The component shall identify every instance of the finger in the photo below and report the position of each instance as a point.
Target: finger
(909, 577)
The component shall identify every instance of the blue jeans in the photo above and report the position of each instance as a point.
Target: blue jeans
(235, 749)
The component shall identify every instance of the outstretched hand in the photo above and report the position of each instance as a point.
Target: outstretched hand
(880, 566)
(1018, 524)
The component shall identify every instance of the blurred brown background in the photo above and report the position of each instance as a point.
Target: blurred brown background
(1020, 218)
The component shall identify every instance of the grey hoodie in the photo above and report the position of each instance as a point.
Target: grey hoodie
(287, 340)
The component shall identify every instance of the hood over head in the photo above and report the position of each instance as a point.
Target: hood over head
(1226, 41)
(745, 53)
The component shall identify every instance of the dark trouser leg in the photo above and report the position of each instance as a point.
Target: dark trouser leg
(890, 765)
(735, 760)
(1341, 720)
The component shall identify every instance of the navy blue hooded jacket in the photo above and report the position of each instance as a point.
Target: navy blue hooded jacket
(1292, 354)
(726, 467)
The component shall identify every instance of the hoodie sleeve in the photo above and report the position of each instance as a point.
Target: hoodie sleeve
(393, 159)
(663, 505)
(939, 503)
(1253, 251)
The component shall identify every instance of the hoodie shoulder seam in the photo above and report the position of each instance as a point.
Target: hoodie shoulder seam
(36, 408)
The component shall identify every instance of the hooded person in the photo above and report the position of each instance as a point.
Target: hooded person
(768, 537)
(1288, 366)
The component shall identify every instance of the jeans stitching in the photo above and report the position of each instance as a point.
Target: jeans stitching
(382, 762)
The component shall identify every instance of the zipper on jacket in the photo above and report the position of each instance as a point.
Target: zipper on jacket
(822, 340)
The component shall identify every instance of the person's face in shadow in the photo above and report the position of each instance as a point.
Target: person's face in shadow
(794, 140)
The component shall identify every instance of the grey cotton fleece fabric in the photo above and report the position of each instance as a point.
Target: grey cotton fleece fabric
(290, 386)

Exercise
Retype the lines above without alteration. The first is the one containing "Target: navy blue hooded jacket", and the last is the final line of the data.

Task solution
Target: navy blue hooded jacket
(1292, 354)
(726, 467)
The component shall identify every instance of the hoodie sleeve in the photo above and report the position of each instance as a point.
Target: hoodie sleeve
(393, 159)
(663, 505)
(939, 503)
(1253, 251)
The component shall identify every instance of the hoodie shoulder seam in the photo above and report the position of each instance as a point.
Target: hoodie shoulder seam
(36, 408)
The component shall identify every instance of the hooded person in the photo above and report the position of each instance as a point.
Target: hooded person
(768, 537)
(1288, 366)
The component shall identify every instance of the jeans stitching in the photo above and report the position of each instance as a point.
Target: jeans stitching
(382, 762)
The component shall identify every instance of the zipper on jacket in the photo above and report the position of each instance as a point.
Target: zipper on jacket
(822, 340)
The component shall identify every instance of the person's face in shadow in the photo above and report the position of each instance as a point.
Target: person's face in shadow
(794, 140)
The component shall identify every instance of the grey cotton fleece fabric in the photo above and report the position of each instance as a point.
Target: grey cotton fleece fabric
(290, 386)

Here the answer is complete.